• [EXTRACTED MATERIAL]
* * * * *

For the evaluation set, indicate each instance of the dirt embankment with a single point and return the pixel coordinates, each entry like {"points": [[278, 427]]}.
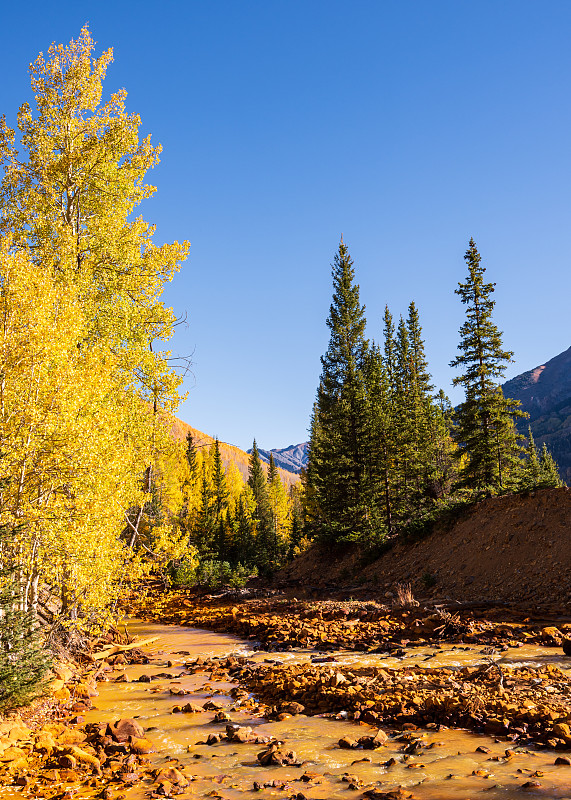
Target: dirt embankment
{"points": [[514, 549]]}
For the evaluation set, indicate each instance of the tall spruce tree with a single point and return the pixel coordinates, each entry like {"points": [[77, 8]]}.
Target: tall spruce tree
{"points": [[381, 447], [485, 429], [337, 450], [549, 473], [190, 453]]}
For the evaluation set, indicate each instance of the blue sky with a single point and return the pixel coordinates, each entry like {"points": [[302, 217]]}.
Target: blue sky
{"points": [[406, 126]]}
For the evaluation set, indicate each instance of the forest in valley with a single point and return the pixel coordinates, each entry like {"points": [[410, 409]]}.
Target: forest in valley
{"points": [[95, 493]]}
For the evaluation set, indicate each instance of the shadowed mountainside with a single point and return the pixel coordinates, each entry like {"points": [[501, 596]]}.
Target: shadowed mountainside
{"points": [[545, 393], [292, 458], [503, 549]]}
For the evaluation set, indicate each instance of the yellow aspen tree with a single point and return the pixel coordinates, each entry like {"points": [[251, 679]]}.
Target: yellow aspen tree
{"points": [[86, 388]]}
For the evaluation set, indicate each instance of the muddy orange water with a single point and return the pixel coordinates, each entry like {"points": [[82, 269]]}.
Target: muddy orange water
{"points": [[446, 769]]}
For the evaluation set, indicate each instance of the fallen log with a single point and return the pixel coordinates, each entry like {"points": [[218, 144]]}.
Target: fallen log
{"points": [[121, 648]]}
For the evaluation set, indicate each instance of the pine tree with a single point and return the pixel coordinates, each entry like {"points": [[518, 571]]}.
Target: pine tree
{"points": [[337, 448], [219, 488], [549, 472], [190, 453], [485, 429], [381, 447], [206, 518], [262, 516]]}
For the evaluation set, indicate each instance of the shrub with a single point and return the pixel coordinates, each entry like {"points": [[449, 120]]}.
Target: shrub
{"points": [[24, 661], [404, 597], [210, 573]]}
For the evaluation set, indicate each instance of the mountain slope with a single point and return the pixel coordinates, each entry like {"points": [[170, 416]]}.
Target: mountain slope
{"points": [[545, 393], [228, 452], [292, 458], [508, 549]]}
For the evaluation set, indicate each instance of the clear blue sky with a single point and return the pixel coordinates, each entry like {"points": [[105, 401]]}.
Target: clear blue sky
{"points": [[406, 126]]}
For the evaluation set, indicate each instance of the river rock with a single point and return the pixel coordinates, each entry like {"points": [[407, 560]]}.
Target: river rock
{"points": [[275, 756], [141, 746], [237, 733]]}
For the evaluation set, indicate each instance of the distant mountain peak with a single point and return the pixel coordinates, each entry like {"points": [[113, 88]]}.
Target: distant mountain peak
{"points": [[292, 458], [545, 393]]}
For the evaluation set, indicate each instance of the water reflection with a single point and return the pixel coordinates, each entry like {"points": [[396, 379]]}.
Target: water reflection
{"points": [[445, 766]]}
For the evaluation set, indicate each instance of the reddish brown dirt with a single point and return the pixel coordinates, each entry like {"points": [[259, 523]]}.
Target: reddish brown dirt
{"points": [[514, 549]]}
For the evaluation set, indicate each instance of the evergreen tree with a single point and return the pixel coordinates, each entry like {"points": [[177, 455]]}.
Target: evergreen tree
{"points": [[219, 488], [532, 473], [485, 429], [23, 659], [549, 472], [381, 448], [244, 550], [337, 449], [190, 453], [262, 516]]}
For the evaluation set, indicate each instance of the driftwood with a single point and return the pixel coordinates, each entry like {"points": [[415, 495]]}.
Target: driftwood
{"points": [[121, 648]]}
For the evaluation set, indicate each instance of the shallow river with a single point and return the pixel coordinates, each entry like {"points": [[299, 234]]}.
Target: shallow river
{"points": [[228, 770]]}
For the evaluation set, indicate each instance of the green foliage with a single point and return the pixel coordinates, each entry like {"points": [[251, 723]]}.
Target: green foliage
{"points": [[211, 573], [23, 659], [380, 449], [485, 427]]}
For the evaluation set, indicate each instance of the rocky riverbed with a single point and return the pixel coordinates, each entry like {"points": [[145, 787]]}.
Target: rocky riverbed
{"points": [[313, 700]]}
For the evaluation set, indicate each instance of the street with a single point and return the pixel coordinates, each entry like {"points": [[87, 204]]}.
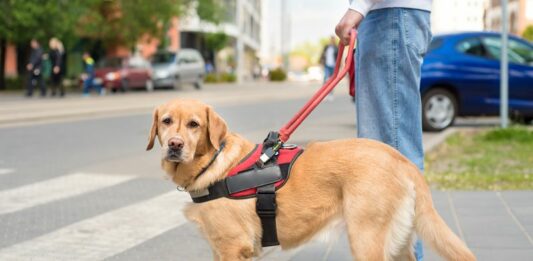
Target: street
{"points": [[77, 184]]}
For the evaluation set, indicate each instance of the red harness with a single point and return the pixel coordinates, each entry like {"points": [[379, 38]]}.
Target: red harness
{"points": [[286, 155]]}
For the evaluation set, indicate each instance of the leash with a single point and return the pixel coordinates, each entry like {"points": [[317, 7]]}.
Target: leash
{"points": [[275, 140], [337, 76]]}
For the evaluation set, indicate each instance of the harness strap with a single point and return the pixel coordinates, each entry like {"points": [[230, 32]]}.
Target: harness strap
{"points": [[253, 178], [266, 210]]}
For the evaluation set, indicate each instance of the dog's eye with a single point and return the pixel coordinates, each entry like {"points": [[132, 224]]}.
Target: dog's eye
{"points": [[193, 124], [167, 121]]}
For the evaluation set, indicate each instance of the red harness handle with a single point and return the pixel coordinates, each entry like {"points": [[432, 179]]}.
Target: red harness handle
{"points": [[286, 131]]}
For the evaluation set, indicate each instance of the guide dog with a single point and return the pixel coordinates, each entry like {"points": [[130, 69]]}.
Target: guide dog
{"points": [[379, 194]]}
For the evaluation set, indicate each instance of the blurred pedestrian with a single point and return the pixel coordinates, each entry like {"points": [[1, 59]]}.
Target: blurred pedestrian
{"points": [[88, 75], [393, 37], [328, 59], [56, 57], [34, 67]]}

* * * * *

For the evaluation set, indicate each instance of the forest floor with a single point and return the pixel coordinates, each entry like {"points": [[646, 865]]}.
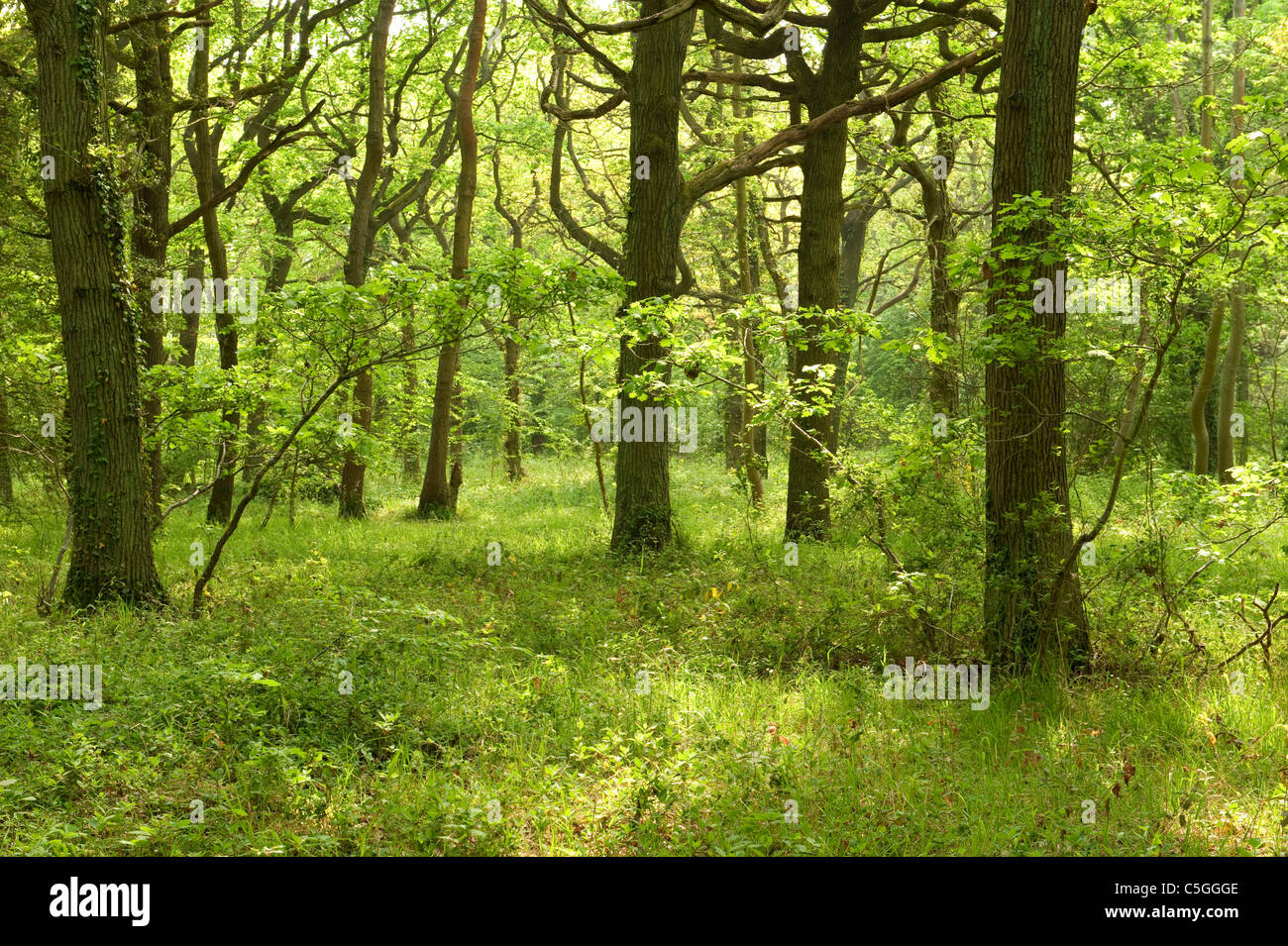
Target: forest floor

* * * * *

• [WHAT YOU HAVE TO DO]
Which lines in the data above contain the word "aspen"? Return each of them in full.

• [CORRECT ANSWER]
For the evaluation set, indicate each instance of the yellow aspen tree with a single point and return the pixel coordinates, each entry like {"points": [[251, 679]]}.
Target: yellow aspen tree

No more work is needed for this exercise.